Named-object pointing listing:
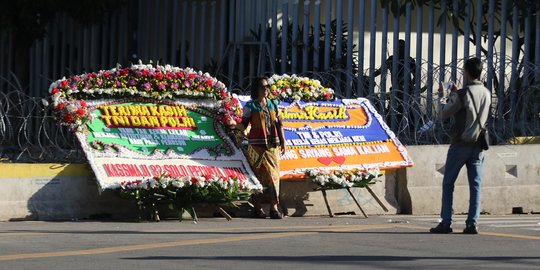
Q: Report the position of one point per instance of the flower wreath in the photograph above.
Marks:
(137, 82)
(294, 88)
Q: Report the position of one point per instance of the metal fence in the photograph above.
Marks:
(346, 44)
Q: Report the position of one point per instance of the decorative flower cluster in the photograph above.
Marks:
(343, 179)
(225, 184)
(231, 109)
(293, 88)
(140, 82)
(72, 113)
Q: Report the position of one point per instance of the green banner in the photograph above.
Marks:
(148, 127)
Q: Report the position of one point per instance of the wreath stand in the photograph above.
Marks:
(323, 190)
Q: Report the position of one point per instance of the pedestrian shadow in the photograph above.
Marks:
(344, 259)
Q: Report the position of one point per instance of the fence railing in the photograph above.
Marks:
(352, 46)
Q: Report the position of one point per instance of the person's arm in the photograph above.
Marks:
(281, 135)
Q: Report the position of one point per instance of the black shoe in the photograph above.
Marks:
(470, 229)
(259, 213)
(275, 215)
(441, 228)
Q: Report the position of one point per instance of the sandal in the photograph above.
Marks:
(259, 213)
(275, 215)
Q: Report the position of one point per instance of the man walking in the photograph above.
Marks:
(470, 108)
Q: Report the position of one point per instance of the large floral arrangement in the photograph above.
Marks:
(180, 193)
(139, 82)
(294, 88)
(343, 179)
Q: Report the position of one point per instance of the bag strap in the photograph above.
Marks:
(475, 109)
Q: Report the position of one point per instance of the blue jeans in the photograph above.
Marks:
(473, 158)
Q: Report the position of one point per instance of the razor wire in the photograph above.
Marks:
(29, 133)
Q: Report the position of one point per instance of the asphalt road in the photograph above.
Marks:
(346, 242)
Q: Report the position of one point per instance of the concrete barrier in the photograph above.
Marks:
(55, 192)
(511, 179)
(69, 191)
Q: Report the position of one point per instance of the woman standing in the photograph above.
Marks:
(265, 136)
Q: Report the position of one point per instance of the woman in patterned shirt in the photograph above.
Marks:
(264, 139)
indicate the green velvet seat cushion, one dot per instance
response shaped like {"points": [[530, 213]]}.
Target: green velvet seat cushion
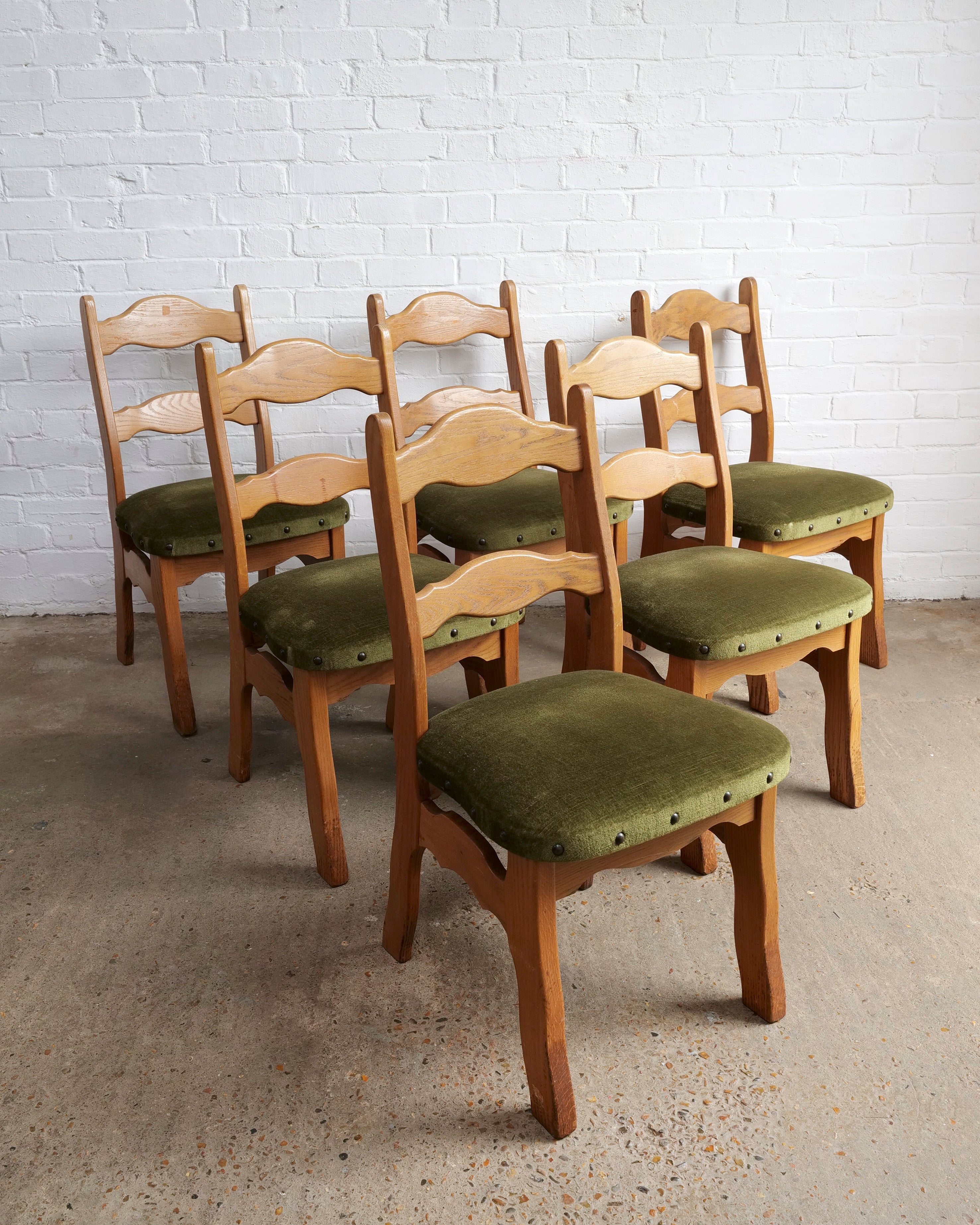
{"points": [[557, 769], [688, 599], [783, 501], [525, 509], [182, 520], [326, 615]]}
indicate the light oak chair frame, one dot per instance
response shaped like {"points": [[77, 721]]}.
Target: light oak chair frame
{"points": [[167, 321], [481, 445], [289, 373], [441, 319], [630, 367], [859, 543]]}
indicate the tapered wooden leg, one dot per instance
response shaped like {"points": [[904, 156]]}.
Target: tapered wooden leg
{"points": [[312, 710], [685, 675], [751, 849], [764, 694], [532, 934], [865, 562], [840, 675], [125, 631], [163, 585], [241, 715]]}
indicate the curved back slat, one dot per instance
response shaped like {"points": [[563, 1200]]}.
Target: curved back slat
{"points": [[636, 476], [682, 407], [445, 319], [482, 445], [429, 410], [630, 365], [505, 582], [690, 307], [297, 372], [303, 481], [167, 321]]}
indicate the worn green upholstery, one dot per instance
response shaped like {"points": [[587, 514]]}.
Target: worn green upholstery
{"points": [[685, 601], [525, 509], [182, 520], [328, 615], [557, 769], [783, 501]]}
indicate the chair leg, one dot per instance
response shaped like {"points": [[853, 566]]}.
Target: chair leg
{"points": [[840, 675], [125, 630], [532, 934], [683, 674], [865, 562], [751, 849], [163, 585], [312, 710], [764, 694], [405, 873]]}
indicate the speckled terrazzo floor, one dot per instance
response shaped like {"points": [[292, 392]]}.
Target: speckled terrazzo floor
{"points": [[196, 1028]]}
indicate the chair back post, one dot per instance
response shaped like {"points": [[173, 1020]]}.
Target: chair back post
{"points": [[764, 433], [233, 533], [586, 515], [711, 439], [265, 455], [514, 349]]}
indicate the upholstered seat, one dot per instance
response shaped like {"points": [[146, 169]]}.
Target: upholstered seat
{"points": [[558, 769], [783, 501], [522, 510], [182, 520], [333, 614], [709, 602]]}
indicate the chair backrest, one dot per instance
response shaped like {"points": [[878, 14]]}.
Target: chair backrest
{"points": [[628, 368], [476, 446], [674, 319], [445, 319], [165, 321], [283, 373]]}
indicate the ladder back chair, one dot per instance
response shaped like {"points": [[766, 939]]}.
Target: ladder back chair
{"points": [[168, 536], [532, 765], [717, 610], [781, 509], [325, 622], [524, 511]]}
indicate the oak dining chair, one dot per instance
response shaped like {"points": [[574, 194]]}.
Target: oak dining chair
{"points": [[168, 536], [533, 766], [780, 509], [309, 638], [717, 612]]}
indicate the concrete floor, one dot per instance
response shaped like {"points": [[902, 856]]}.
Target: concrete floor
{"points": [[198, 1028]]}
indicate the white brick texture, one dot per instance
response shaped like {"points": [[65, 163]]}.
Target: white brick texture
{"points": [[320, 150]]}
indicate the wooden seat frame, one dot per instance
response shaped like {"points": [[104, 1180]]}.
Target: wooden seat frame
{"points": [[440, 319], [167, 321], [859, 543], [631, 367], [289, 373], [476, 446]]}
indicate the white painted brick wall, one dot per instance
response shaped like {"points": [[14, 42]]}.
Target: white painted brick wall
{"points": [[318, 150]]}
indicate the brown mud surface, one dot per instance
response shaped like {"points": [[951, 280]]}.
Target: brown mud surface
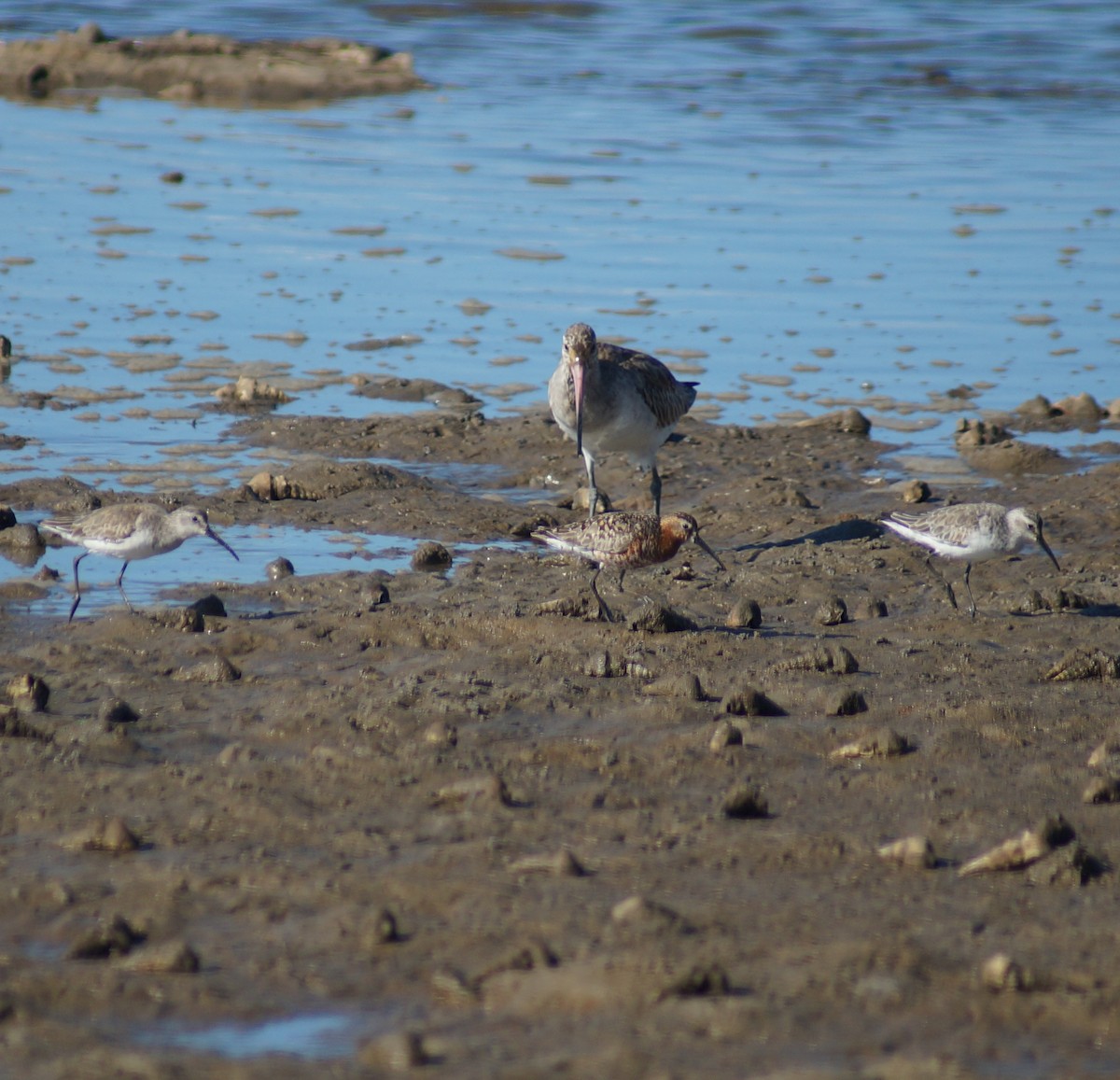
{"points": [[509, 839], [202, 68]]}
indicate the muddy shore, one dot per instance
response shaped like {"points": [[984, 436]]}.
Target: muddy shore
{"points": [[508, 839], [201, 68]]}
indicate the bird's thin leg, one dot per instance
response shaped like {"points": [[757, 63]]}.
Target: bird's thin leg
{"points": [[945, 581], [120, 578], [973, 603], [603, 608], [593, 494], [655, 490], [77, 587]]}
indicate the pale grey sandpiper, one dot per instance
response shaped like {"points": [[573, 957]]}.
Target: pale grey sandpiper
{"points": [[130, 531], [626, 541], [609, 399], [973, 532]]}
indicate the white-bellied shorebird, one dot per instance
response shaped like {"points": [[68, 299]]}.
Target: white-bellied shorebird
{"points": [[626, 541], [613, 399], [130, 532], [973, 532]]}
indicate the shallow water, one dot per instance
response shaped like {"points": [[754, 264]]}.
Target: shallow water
{"points": [[313, 1036], [200, 565], [782, 202]]}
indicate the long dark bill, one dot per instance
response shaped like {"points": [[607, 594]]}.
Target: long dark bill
{"points": [[1045, 547], [577, 386], [214, 536]]}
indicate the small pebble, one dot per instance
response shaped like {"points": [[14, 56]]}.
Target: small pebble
{"points": [[682, 686], [1107, 755], [117, 711], [637, 912], [217, 669], [723, 735], [441, 733], [1069, 867], [916, 851], [397, 1052], [1001, 973], [746, 614], [210, 606], [655, 619], [1020, 850], [112, 835], [884, 743], [833, 611], [171, 958], [31, 690], [180, 620], [279, 568], [485, 789], [746, 801], [115, 939], [561, 863], [749, 701]]}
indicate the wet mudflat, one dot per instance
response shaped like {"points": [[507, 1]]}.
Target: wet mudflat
{"points": [[483, 834]]}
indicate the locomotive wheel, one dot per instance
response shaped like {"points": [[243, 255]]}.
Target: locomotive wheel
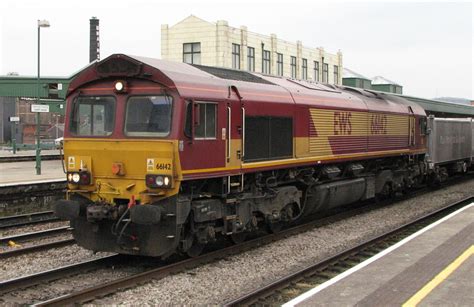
{"points": [[195, 249], [238, 237], [274, 227]]}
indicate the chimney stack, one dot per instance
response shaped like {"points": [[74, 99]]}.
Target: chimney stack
{"points": [[94, 46]]}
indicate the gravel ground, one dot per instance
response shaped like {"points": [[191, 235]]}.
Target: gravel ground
{"points": [[64, 286], [45, 260], [31, 228], [226, 279], [37, 241]]}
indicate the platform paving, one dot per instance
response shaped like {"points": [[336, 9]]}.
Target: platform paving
{"points": [[397, 277], [25, 172]]}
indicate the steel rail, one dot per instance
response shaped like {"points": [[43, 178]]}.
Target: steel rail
{"points": [[58, 273], [9, 159], [255, 296], [27, 219], [35, 248], [34, 235]]}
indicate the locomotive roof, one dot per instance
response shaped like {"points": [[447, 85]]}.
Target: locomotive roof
{"points": [[204, 82]]}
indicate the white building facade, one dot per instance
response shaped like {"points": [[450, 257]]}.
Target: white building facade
{"points": [[197, 41]]}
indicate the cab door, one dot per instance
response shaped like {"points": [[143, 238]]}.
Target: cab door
{"points": [[411, 128], [235, 139]]}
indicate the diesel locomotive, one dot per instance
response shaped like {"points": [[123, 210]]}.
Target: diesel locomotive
{"points": [[164, 157]]}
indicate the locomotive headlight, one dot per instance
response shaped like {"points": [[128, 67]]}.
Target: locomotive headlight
{"points": [[76, 177], [119, 86], [159, 181], [82, 177]]}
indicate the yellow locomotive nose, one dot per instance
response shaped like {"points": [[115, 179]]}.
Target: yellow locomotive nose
{"points": [[118, 169], [142, 169]]}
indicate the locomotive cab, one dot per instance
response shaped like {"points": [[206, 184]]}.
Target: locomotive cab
{"points": [[121, 153]]}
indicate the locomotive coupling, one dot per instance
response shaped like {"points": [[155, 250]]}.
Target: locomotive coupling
{"points": [[145, 214], [67, 209]]}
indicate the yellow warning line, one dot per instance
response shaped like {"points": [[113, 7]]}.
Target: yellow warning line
{"points": [[438, 279]]}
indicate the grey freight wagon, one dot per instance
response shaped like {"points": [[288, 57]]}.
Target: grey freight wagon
{"points": [[450, 144]]}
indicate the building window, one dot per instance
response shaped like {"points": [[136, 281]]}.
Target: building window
{"points": [[235, 56], [250, 59], [206, 129], [279, 64], [293, 67], [266, 62], [325, 72], [304, 73], [316, 71], [192, 53]]}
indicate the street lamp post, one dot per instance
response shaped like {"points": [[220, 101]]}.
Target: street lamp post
{"points": [[41, 24]]}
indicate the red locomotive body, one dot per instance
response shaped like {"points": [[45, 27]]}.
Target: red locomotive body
{"points": [[239, 150]]}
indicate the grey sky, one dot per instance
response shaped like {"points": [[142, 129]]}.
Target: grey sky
{"points": [[426, 47]]}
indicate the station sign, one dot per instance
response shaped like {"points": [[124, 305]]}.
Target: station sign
{"points": [[39, 108]]}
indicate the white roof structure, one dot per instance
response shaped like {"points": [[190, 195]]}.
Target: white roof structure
{"points": [[347, 73], [381, 80]]}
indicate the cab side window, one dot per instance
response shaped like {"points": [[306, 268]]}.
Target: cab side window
{"points": [[205, 120], [206, 127]]}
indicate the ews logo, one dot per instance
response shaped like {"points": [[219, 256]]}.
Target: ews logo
{"points": [[342, 123], [378, 124]]}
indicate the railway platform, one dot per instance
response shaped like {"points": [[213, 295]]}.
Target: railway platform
{"points": [[432, 267], [20, 173]]}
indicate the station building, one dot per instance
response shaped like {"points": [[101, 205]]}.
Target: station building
{"points": [[378, 83], [197, 41], [18, 93]]}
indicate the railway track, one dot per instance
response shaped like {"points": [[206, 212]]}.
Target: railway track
{"points": [[58, 273], [8, 159], [106, 288], [18, 239], [27, 219], [294, 284], [159, 272]]}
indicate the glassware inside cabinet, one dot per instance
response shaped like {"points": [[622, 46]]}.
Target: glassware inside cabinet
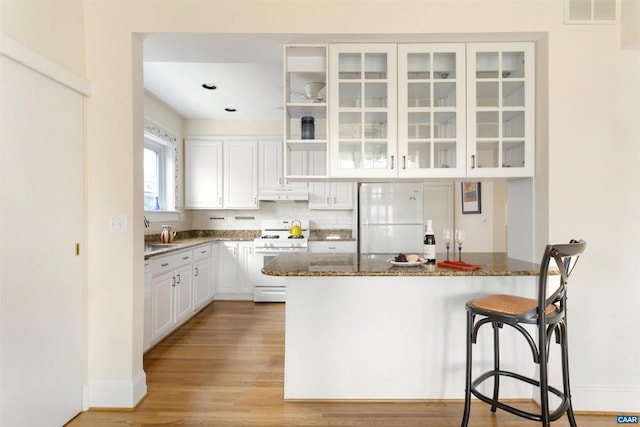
{"points": [[444, 155], [487, 66], [375, 155], [349, 154], [419, 95], [419, 125], [487, 94], [512, 65], [487, 154], [418, 66], [375, 95], [487, 124], [375, 66], [444, 94], [350, 95], [350, 66], [444, 65], [444, 124], [418, 155], [513, 124]]}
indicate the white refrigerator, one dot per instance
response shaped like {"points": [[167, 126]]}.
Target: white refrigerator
{"points": [[390, 218]]}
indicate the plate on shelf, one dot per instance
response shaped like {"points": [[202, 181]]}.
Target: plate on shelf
{"points": [[406, 264]]}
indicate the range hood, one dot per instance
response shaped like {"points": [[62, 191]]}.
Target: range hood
{"points": [[284, 195]]}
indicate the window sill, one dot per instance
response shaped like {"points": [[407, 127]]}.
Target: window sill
{"points": [[159, 216]]}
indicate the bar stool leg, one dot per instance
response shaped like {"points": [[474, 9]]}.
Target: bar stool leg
{"points": [[467, 387], [544, 381], [496, 363], [564, 346]]}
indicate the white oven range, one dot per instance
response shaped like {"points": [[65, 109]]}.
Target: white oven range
{"points": [[276, 239]]}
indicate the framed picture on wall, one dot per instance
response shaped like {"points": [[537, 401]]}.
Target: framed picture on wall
{"points": [[471, 198]]}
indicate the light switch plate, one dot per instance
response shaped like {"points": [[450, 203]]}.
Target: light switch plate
{"points": [[118, 224]]}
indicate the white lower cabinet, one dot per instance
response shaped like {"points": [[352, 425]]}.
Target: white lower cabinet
{"points": [[171, 293], [176, 285], [235, 262], [202, 277], [332, 246], [331, 195]]}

→ **WHAT YOU SHOULD DO**
Can you give the listing from the line with "indicate the framed" through the end of the listing as a two-column CSV with the headers instruction and points, one row per entry, each field quoted and line breaks replaced by spaces?

→ **SOLUTION FOR THIS EXERCISE**
instruction,points
"indicate the framed picture on wall, one dot per instance response shaped like {""points"": [[537, 401]]}. Target: framed picture on wall","{""points"": [[471, 198]]}"
"indicate the light switch plate, one dot per instance response shaped like {""points"": [[450, 203]]}. Target: light switch plate","{""points"": [[118, 224]]}"
"indicate the white lower cabinet, one dot per instance response shaped like {""points"": [[352, 425]]}. Target: white lower cabinet","{""points"": [[171, 293], [176, 285], [235, 262], [202, 277], [332, 246], [331, 195]]}"